## Exercise directions
Would you return the entries exactly, with every line intact?

## Supplied information
********

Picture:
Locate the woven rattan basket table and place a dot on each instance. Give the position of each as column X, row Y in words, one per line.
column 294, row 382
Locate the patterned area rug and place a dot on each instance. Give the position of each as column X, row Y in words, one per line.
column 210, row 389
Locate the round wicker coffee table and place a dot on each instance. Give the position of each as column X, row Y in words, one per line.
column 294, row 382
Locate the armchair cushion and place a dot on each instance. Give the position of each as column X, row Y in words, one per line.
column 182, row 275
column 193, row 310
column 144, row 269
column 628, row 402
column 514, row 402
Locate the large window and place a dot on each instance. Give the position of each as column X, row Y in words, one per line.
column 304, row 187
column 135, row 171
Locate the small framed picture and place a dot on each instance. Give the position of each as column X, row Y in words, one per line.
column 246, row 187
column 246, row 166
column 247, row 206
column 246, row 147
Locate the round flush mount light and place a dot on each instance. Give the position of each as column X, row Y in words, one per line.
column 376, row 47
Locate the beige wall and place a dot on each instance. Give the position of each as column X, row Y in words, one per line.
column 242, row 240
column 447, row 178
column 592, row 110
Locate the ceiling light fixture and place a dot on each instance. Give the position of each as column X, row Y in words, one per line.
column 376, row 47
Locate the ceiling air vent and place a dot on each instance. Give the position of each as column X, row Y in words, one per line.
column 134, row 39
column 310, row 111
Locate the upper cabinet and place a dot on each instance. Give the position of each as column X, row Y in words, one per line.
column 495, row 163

********

## Task solution
Picture:
Locate the woven rattan basket table and place a dot on each instance. Give the position of each as column X, row Y in words, one per line.
column 294, row 382
Locate the patterned area rug and place a dot on each instance. Give the position of each as column X, row Y in words, one per line.
column 210, row 389
Locate the round wicker coffee table and place a dot on each instance. Give the position of each as column X, row Y in words, one per line.
column 294, row 382
Locate the armchair cushion and place a dot on each instance. Give the position of each as column X, row Y in words, one per line.
column 182, row 275
column 193, row 310
column 144, row 269
column 628, row 402
column 514, row 402
Locate the large window and place a dot on each instance. Give the position of each as column X, row Y in words, one per line.
column 304, row 187
column 135, row 171
Locate the small framed picture and place a dot on each instance. Give the position of each as column X, row Y in words, one per line.
column 246, row 187
column 246, row 166
column 247, row 206
column 246, row 147
Locate the round flush mount light and place a dot on each instance. Give the position of each as column X, row Y in words, one per line.
column 376, row 47
Locate the beige wall and place a dot on each instance. Give the position of each as column X, row Y in words, one per line.
column 242, row 240
column 447, row 178
column 592, row 110
Locate the ceiling light fixture and place a dot on each instance. Give the position of each as column X, row Y in words, one per line.
column 376, row 47
Locate the ceiling air vent and place a dot on each instance. Give the position of each as column X, row Y in words, one per line.
column 134, row 39
column 310, row 111
Locate the upper cabinet and place a dot on each instance. Give the position of each as column X, row Y in words, one per line.
column 495, row 163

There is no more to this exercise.